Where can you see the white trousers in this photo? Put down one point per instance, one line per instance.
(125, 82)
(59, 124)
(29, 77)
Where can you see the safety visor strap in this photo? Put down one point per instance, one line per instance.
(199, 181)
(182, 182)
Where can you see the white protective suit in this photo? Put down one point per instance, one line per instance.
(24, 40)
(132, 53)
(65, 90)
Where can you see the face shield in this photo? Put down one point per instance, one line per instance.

════════════════

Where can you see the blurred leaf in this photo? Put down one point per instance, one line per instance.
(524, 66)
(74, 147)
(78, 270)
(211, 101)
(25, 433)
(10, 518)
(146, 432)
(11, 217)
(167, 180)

════════════════

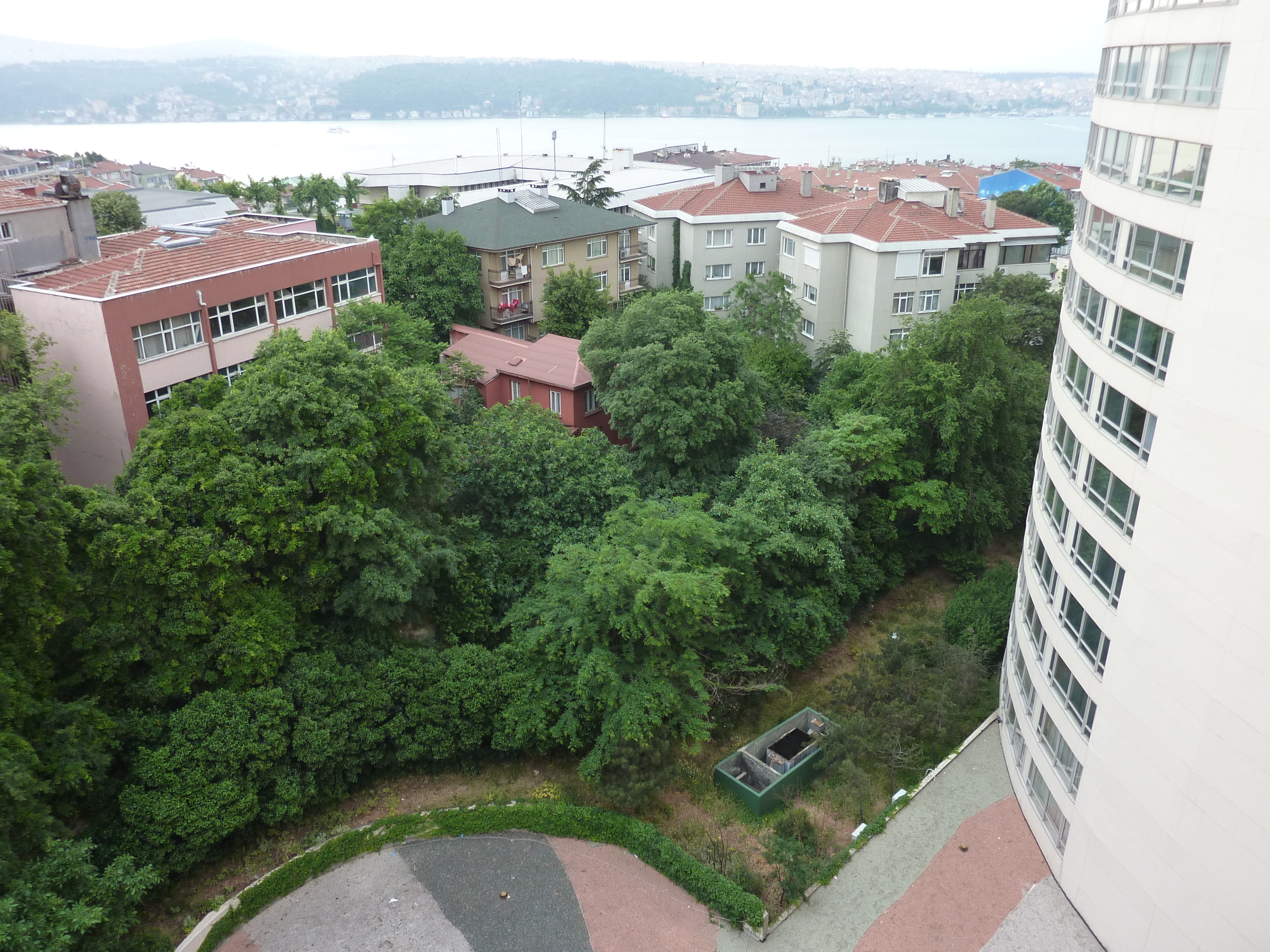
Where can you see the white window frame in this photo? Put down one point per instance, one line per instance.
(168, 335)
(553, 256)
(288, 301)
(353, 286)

════════════════

▶ [What you are asked to do] From the data above, reproduce word for word the lines running from the line with "Where can you see the white protective" to the line with "Where can you see the face", ends included.

▶ [Output for this exercise]
Where can you see the white protective suit in this photo? Put down one point per instance, one line per instance.
(24, 40)
(132, 53)
(65, 90)
Where can you see the face shield in this photo? Put down one point per instance, one line per instance.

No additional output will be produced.